Skip to main content

No project description provided

Project description

"Staging" for Snakemake

This package provides a mechanism for Snakemake workflows to explicitly "stage out" the output files from certain rules to a public repository like Zenodo to allow faster re-execution of the workflow, using these previously generated artifacts. This can be especially useful for workflows with computationally expensive rules that don't need to be frequently re-run.

snakemake-staging is a spin-off of the showyourwork project, which provides a "caching" framework for Snakemake workflows, to transparently avoid re-execution of rules that have been cached to Zenodo. The implementation of this logic in showyourwork is, however, somewhat fragile and unpredictable. In snakemake-staging, we take a more explicit approach, where "staged" rules are always either explicitly executed or restored.

Installation

To use snakemake-staging in your workflow, you can install it using pip (it's probably best to set up your Snakemake installation following the Snakemake docs first):

python -m pip install snakemake-staging

Quickstart

The Snakefile

While testing, it's probably best to use the Zenodo Sandbox, rather than the main site, since any archive published to Zenodo is permanent. To use the sandbox, you'll need a personal access token stored in the SANDBOX_TOKEN environment variable. You can generate a new token here.

Once you've added this token to your environment, you can edit the Snakefile for your workflow to use snakemake-staging as follows. First, towards the top of your Snakefile, add:

import snakemake_staging as staging

stage = staging.ZenodoStage(
    "zenodo-stage",
    config.get("restore", False)
)

to create a new stage called zenodo-stage. Note that here we're extracting a restore flag from the Snakemake config, which will be used to determine whether to restore files for the stage. This means that you can control the behavior of this stage from the command line. By passing --config restore=True to the snakemake command line interface, all files staged out by the zenodo-stage stage will be restored from the archive rather than generated.

(Dataset records)
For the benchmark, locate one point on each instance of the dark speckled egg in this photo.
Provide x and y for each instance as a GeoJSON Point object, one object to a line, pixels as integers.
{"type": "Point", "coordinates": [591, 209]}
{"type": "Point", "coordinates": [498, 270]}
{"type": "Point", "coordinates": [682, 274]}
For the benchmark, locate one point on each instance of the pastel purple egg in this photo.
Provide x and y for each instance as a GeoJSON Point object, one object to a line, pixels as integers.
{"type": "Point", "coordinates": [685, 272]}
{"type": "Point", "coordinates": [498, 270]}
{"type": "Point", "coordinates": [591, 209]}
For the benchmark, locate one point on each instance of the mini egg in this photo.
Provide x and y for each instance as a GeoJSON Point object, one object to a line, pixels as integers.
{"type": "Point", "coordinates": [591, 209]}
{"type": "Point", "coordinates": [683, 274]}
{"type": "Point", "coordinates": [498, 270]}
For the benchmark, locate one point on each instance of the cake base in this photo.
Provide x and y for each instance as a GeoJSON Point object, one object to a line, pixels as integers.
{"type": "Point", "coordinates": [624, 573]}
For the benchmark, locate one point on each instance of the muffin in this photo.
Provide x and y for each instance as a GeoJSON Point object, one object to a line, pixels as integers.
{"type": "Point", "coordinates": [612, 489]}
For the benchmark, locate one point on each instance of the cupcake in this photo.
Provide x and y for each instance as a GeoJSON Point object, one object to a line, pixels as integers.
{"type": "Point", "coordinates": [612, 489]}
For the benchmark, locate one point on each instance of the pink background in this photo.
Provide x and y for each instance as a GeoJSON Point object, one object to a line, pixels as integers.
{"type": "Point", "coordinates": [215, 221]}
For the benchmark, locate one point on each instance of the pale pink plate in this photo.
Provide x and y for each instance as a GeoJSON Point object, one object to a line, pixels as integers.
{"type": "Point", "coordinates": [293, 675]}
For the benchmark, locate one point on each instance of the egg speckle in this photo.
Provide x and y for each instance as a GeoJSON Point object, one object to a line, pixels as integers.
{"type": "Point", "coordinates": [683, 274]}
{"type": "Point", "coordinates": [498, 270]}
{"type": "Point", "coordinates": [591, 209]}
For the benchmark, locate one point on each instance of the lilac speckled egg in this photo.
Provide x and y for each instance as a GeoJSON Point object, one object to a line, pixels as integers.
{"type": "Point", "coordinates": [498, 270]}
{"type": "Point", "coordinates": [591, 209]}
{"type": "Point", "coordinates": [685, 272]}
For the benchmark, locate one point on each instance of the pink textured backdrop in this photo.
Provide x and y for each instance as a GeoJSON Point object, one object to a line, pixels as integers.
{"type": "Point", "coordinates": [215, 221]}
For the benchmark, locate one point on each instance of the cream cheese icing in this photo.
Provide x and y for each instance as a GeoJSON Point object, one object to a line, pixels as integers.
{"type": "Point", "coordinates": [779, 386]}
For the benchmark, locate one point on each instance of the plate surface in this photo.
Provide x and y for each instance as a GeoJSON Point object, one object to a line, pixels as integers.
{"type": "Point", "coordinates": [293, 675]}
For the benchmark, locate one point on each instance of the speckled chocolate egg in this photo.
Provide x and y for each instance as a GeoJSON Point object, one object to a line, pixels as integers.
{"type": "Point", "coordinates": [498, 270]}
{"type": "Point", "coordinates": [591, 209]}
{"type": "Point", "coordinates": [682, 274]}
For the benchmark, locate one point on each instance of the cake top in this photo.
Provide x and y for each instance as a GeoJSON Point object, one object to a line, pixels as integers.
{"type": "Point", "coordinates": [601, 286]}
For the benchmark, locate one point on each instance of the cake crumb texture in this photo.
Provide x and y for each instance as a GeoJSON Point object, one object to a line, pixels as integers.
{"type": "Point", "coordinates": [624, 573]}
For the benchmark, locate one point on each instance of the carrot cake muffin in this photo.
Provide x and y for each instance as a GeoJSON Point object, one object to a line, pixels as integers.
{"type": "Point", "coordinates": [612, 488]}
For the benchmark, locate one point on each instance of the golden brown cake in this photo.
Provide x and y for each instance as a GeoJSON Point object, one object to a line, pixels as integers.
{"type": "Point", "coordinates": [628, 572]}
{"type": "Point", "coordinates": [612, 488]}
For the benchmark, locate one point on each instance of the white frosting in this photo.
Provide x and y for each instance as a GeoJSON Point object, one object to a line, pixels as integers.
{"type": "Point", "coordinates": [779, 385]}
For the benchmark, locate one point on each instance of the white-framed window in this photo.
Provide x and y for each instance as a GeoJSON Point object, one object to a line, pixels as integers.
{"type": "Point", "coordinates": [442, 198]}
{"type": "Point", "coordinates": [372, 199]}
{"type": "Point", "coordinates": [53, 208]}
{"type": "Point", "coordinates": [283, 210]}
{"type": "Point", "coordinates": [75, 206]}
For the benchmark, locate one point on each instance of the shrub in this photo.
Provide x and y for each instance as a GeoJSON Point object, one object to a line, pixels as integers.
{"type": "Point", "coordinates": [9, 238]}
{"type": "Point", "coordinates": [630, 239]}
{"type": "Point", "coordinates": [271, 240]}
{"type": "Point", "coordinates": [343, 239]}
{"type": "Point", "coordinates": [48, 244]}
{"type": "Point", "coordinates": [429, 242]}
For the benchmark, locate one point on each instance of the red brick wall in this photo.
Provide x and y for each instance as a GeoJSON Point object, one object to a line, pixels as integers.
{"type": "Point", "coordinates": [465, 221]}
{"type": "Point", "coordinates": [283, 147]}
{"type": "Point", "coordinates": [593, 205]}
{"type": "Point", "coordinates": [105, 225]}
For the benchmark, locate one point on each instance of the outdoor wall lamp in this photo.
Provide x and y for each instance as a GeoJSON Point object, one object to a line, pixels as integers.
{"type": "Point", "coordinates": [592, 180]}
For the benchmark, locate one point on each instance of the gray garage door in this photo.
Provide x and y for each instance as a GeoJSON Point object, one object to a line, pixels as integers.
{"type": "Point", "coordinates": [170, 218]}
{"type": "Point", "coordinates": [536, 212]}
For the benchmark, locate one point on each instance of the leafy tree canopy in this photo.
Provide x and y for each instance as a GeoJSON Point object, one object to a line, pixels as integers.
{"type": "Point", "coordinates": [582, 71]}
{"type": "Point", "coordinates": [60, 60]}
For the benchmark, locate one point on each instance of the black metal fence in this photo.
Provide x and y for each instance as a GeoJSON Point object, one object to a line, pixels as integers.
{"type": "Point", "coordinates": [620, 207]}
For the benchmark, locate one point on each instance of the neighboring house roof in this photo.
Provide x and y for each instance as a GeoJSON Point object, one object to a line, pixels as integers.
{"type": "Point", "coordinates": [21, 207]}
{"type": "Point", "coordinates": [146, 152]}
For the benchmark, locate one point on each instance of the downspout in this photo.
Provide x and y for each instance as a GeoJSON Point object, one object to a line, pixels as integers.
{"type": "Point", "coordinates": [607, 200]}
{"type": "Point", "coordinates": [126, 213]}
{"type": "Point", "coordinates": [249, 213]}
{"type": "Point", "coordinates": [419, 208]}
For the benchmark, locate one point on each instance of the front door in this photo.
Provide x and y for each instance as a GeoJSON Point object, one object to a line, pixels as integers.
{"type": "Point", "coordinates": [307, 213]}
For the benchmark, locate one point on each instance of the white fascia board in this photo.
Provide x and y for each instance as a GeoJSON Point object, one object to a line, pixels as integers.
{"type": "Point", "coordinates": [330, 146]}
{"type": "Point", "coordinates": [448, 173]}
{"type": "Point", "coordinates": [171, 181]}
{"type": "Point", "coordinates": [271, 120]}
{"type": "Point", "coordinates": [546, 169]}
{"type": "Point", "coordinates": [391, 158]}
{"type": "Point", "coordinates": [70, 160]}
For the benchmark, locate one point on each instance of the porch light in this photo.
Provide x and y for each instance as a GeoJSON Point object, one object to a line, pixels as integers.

WHAT YOU NEED TO DO:
[a] According to the snakemake-staging description, which environment variable must hold the personal access token for the Zenodo Sandbox?
[b] Write out the part of the snakemake-staging description starting with "No project description" and going on through "executed or restored.".
[c] Carry the snakemake-staging description further, picking up after its last sentence.
This material has no connection to the snakemake-staging description.

RESULTS BY TASK:
[a] SANDBOX_TOKEN

[b]
No project description provided

Project description

"Staging" for Snakemake

This package provides a mechanism for Snakemake workflows to explicitly "stage out" the output files from certain rules to a public repository like Zenodo to allow faster re-execution of the workflow, using these previously generated artifacts. This can be especially useful for workflows with computationally expensive rules that don't need to be frequently re-run.

snakemake-staging is a spin-off of the showyourwork project, which provides a "caching" framework for Snakemake workflows, to transparently avoid re-execution of rules that have been cached to Zenodo. The implementation of this logic in showyourwork is, however, somewhat fragile and unpredictable. In snakemake-staging, we take a more explicit approach, where "staged" rules are always either explicitly executed or restored.

[c]
Then, to stage out a rule, you can apply the stage as follows:

rule expensive:
    input:
        ...
    output:
        stage(
            "path/to/output1.txt",
            "path/to/output2.txt",
        )
    shell:
        ...

Finally, after defining all the rules that you want to stage out, you must add the following include which defines all the staging rules:

include: staging.snakefile()

At this point, here's the full Snakefile:

Full Snakefile example
import snakemake_staging as staging

stage = staging.ZenodoStage(
    "zenodo-stage",
    config.get("restore", False)
)

rule expensive:
    input:
        ...
    output:
        stage(
            "path/to/output1.txt",
            "path/to/output2.txt",
        )
    shell:
        ...

include: staging.snakefile()

Usage

With the Snakefile defined in the previous section, you can now run your workflow in 3 ways:

  1. Normal execution: If you run something like snakemake path/to/output1.txt (where I have omitted the usual --cores and --conda arguments) will execute the workflow as normal, without staging out any files.

  2. Stage upload: If you instead have Snakemake target the zenodo-stage.zenodo.json file (this filename can be changed by passing the info_file argument to the ZenodoStage constructor), the expensive rule will be executed, and the outputs will be uploaded to Zenodo, saving the record information to zenodo-stage.zenodo.json.

  3. Stage restore: Finally, after these outputs have been uploaded to Zenodo, you can call Snakemake --config restore=True to disable the expensive rule, and force the outputs to be restored from Zenodo.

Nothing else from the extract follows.